> **What the task asks**
Rewrite the records from the line that has "Point out the eyeglasses" through the line that has "[(31, 370)]", requests included, shifting each number in the answer coordinates up by 139. Leave the numbers in the requests and their samples as they are.

> **Exercise materials**
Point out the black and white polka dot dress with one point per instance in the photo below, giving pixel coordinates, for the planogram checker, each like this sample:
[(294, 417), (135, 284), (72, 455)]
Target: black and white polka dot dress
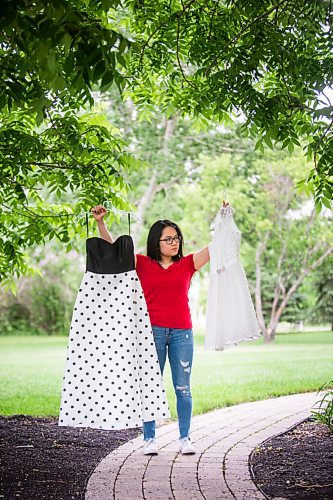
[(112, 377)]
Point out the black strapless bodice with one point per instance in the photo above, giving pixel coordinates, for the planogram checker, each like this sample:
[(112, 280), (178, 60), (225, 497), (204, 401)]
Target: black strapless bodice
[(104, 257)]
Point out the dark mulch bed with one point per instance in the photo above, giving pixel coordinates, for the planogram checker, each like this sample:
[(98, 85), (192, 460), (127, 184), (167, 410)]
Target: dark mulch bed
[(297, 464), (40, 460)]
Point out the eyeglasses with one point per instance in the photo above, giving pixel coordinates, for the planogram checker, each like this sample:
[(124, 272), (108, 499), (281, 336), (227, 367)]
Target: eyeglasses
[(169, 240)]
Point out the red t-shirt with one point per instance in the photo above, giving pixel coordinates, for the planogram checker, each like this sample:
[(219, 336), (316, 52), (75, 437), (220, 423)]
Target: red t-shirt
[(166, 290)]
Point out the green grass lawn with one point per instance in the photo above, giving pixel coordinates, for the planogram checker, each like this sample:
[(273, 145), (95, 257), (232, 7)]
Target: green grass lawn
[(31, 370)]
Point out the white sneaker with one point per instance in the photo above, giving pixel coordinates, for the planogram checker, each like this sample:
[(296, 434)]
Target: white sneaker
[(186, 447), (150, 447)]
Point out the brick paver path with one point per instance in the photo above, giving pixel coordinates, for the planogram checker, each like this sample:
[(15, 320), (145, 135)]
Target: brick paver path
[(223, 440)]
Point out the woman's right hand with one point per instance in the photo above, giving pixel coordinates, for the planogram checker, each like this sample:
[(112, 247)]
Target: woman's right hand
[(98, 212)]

--

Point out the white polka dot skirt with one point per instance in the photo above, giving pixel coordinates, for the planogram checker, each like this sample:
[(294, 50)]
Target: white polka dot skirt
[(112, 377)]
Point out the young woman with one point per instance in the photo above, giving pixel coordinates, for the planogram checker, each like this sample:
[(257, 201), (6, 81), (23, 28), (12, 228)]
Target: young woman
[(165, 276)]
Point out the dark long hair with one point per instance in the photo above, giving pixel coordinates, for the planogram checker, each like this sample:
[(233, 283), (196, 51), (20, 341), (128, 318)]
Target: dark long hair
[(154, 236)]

> **Full response**
Point out the eyeglasses with one point per instance in the photo above, giving pixel coordinates, for the planogram checker, each like this sample:
[(124, 272), (108, 499), (281, 336), (227, 367)]
Target: eyeglasses
[(308, 379)]
Point out the red t-shirt with one point per instance in the photo above, giving pixel coordinates, for the planogram checker, each like this sample:
[(219, 336), (316, 52), (75, 437), (220, 423)]
Target: red t-shirt
[(305, 429)]
Point out the green grass lawn with one point per instance in the photo above, giving pixel coordinates, for the planogram checker, each like this sample:
[(273, 145), (95, 257), (232, 7)]
Target: green grass lawn
[(170, 509)]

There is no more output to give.